What you will do: If a line in the records below contains the word "trailers", return that line.
── Records for processing ──
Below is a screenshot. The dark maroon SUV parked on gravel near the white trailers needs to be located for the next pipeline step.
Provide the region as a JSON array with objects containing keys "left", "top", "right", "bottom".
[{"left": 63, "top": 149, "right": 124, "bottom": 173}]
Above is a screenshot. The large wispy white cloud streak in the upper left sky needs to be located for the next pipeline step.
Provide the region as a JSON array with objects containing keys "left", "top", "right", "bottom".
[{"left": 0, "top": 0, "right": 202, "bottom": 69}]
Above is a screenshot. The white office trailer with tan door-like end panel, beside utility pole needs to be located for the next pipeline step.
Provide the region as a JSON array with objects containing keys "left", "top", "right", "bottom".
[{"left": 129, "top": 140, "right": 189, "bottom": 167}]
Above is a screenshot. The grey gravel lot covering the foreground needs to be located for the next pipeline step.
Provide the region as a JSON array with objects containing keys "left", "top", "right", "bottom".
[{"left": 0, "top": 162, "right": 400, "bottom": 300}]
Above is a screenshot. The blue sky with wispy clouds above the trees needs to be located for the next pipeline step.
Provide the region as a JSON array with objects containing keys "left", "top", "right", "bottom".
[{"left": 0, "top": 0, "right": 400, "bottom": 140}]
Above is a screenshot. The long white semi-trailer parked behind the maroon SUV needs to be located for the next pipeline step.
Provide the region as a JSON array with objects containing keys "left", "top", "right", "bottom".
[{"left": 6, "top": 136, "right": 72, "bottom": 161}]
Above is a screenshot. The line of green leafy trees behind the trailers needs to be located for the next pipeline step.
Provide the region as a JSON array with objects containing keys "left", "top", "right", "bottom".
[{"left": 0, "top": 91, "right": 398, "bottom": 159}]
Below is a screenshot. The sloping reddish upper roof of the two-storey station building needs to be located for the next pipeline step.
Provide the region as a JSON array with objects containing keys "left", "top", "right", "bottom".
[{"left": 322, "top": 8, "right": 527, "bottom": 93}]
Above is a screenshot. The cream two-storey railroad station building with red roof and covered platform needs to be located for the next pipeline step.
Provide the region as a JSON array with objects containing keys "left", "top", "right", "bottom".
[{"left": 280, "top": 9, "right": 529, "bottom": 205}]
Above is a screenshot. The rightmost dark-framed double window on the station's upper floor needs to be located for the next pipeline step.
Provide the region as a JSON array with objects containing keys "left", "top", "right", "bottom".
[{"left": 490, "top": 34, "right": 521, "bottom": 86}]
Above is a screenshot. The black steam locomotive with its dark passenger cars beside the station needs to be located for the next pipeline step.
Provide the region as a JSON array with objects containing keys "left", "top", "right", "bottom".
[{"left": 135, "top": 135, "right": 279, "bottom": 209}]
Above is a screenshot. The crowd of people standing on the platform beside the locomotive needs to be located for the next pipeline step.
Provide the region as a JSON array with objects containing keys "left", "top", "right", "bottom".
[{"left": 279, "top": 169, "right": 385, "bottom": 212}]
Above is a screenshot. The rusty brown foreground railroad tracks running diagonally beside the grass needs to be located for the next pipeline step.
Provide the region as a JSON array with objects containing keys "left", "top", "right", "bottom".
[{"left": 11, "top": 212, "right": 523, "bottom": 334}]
───
Answer to this problem:
Below is a screenshot. The dark maroon SUV parked on gravel near the white trailers needs to be located for the next pipeline step.
Above is a screenshot. The line of green leafy trees behind the trailers needs to be located for the next pipeline step.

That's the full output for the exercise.